Every entry needs to be printed exactly, please.

Point annotation records
══════════════════════════════

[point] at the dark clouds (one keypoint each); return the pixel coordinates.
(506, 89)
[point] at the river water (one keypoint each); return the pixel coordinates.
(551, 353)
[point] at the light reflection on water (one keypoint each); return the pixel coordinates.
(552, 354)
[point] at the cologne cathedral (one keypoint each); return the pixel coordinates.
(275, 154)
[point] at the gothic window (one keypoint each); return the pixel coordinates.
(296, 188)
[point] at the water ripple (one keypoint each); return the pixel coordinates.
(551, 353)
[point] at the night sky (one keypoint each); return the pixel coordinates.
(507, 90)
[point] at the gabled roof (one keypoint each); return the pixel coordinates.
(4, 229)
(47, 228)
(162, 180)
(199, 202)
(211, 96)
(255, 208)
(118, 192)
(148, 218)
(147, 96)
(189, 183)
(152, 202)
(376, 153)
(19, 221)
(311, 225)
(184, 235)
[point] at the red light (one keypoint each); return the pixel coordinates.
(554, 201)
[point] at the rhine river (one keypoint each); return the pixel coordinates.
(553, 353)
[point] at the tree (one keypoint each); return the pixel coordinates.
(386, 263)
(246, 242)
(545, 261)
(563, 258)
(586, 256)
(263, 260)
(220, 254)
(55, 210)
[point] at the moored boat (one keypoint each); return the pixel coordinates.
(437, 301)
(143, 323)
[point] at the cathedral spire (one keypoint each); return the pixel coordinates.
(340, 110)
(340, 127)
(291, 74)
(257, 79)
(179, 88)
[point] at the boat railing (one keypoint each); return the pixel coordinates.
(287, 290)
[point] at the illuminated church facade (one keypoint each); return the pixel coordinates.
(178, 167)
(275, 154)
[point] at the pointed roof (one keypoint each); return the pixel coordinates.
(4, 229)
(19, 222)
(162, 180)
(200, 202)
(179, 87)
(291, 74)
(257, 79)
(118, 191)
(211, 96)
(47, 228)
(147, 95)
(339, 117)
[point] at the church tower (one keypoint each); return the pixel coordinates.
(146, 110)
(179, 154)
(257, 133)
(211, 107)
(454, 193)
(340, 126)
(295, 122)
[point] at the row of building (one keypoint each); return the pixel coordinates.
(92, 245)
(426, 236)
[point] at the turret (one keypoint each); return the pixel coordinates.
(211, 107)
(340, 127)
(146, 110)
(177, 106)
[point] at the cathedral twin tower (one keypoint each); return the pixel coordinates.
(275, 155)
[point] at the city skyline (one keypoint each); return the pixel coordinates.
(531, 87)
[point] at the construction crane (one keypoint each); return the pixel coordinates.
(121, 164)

══════════════════════════════

Result for this task
[point] at the dark clouds (one keypoint each); return the pixel coordinates.
(506, 89)
[point] at the river water (one keypoint each); return the pixel coordinates.
(551, 353)
[point] at the light reflection on water (one keypoint each); return the pixel coordinates.
(552, 354)
[point] at the cologne cathedral (one keypoint each); return the pixel coordinates.
(275, 154)
[point] at the gothic window (one keypoint each); return the pixel coordinates.
(296, 188)
[point] at the water ripple (one keypoint each); return the pixel coordinates.
(551, 353)
[point] at the night sky (one keypoint each); return the pixel coordinates.
(507, 90)
[point] at the gabled roof (one keypoint each); return the pixel coordinates.
(4, 229)
(47, 228)
(162, 180)
(199, 202)
(211, 96)
(255, 208)
(118, 192)
(148, 218)
(147, 96)
(189, 183)
(152, 202)
(376, 153)
(19, 221)
(311, 225)
(184, 235)
[point] at the red light (one keypoint each); return the pixel coordinates.
(554, 201)
[point] at the rhine river (one keypoint each); return the pixel coordinates.
(553, 353)
[point] at the tree (one keypoint each); return the pixel coordinates.
(386, 263)
(246, 242)
(545, 261)
(563, 258)
(586, 256)
(263, 260)
(220, 254)
(55, 210)
[point] at the moored boat (one keypoint each); return the pixel coordinates.
(437, 301)
(143, 323)
[point] at the cathedral spire (one keypoint each); return the pixel coordinates.
(340, 110)
(340, 127)
(291, 74)
(257, 79)
(179, 88)
[point] at the boat railing (one keypoint each); return the pixel coordinates.
(287, 290)
[point] at the illuminated church facade (one keypoint each); return the pixel coordinates.
(178, 167)
(275, 154)
[point] at the pointed roof (one keypoint each); return the pixel coordinates.
(4, 229)
(19, 222)
(162, 180)
(200, 202)
(179, 87)
(291, 74)
(257, 79)
(118, 191)
(211, 96)
(47, 228)
(147, 95)
(339, 117)
[point] at the church tower (one keypoint each); return the pixel coordinates.
(146, 110)
(179, 154)
(257, 133)
(211, 107)
(454, 193)
(340, 126)
(295, 122)
[point] at the row of building (one keypoint each); return the pixel coordinates.
(92, 245)
(426, 236)
[point] at the turret (one keypoint each); return the pixel coordinates.
(211, 107)
(340, 127)
(146, 110)
(177, 106)
[point] at the cathedral twin tower (one keypoint each); return the pixel coordinates.
(275, 155)
[point] at the city skyline (one keypoint each); return the pixel coordinates.
(531, 87)
[point] at the construction crane (one keypoint each); return the pixel coordinates.
(121, 164)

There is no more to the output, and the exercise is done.